_THE TASKS_:
• 1. According to the passage on the NBA in China, how many people in China play basketball?
• 2. Rewrite the part of the passage on the NBA in China starting with "What the NBA" and going on through "stung even more.", replacing "favorite" with "best-loved".

_PASSAGE PROVIDED_:

What the NBA stands to lose in China
China is the NBA’s largest overseas market. Last season, over 490 million viewers in China tuned into live broadcasts of the games on the streaming website Tencent.
Basketball is one of the country’s favorite sports. Three hundred million people play the sport, and the NBA’s business in China is worth an estimated $4 billion business. The market contributes to at least 10% of the league’s current revenue, and it’s expected to reach 20% by 2030, according to the USC Sports Business Institute.
Ironically, the team that has helped boost the NBA’s profile in China is none other than the Houston Rockets, the team that recruited Yao Ming as their first pick in the NBA draft back in 2002.
Yao played for the Rockets for eight seasons, and they became China’s favorite team.
Which is why Daryl Morey’s tweet stung even more.
Andy Mok, a fellow at the Center for China and Globalization, a think tank in Beijing, says the education that Chinese people receive is part of it.
“Every Chinese person from elementary school on learns Chinese history and learns the challenges that China has overcome from the 1800s to today and feels very strongly about this,” Mok says, “but of course the government feels strongly about this as well.”
Joe Tsai, the owner of the Brooklyn Nets, characterized the issue as a “third rail” that people can’t touch in China in a Facebook statement.
“A student of history will understand that the Chinese psyche has heavy baggage when it comes to any threat, foreign or domestic, to carve up Chinese territories,” he wrote in a Facebook statement.
Nationalist sentiment is running high. Many Chinese fans have threatened to boycott the NBA. Adam Silver, during an interview at the TIME 100 Health Summit, said the league was ready to face losses and that they were already “substantial.”
“I don’t know where we go from here,” Silver said during the TIME conference. “The financial consequences have been and may continue to be fairly dramatic.”
Many of the fans we spoke to at the exhibition game in Shanghai didn’t want to talk on camera out of fear of being doxxed.
But in private, they admitted that they didn’t want to have to choose between their love of the game and their country.

_EXTRACTED ENTRIES_:
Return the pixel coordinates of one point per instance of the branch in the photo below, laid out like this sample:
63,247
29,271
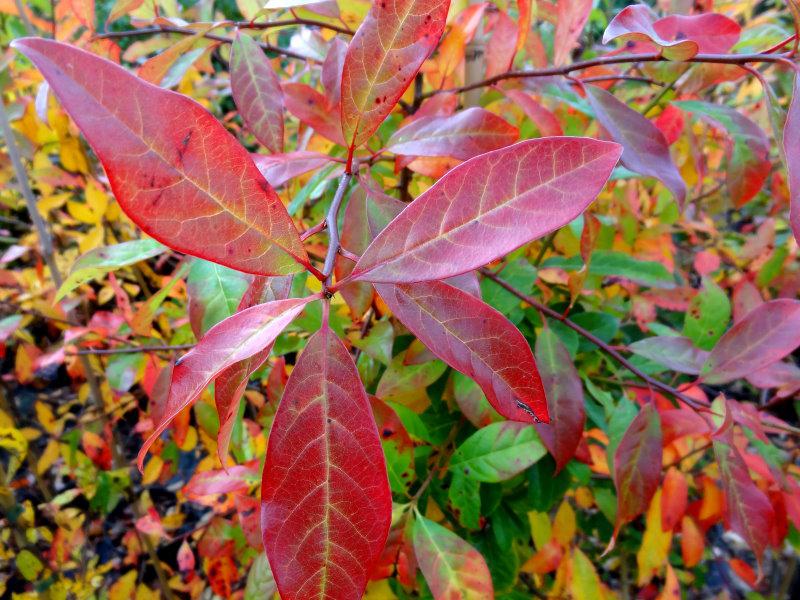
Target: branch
733,59
655,383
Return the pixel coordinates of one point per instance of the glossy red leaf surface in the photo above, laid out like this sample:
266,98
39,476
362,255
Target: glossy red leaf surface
235,339
326,505
466,134
257,92
384,56
452,568
748,511
474,339
564,391
676,37
277,169
765,335
173,167
791,148
645,148
637,465
230,384
487,207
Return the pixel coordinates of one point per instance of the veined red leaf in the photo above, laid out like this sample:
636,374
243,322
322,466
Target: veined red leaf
312,108
767,334
637,466
466,134
452,568
543,119
235,339
474,339
277,169
791,133
326,505
174,169
747,150
230,384
571,18
645,149
676,37
257,92
564,391
383,58
487,207
748,511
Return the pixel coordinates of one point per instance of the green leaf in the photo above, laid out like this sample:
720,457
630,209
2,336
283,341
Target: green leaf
708,315
498,451
100,261
214,294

_TASK ANSWERS_:
• 1. Three hundred million people.

• 2.
What the NBA stands to lose in China
China is the NBA’s largest overseas market. Last season, over 490 million viewers in China tuned into live broadcasts of the games on the streaming website Tencent.
Basketball is one of the country’s best-loved sports. Three hundred million people play the sport, and the NBA’s business in China is worth an estimated $4 billion business. The market contributes to at least 10% of the league’s current revenue, and it’s expected to reach 20% by 2030, according to the USC Sports Business Institute.
Ironically, the team that has helped boost the NBA’s profile in China is none other than the Houston Rockets, the team that recruited Yao Ming as their first pick in the NBA draft back in 2002.
Yao played for the Rockets for eight seasons, and they became China’s best-loved team.
Which is why Daryl Morey’s tweet stung even more.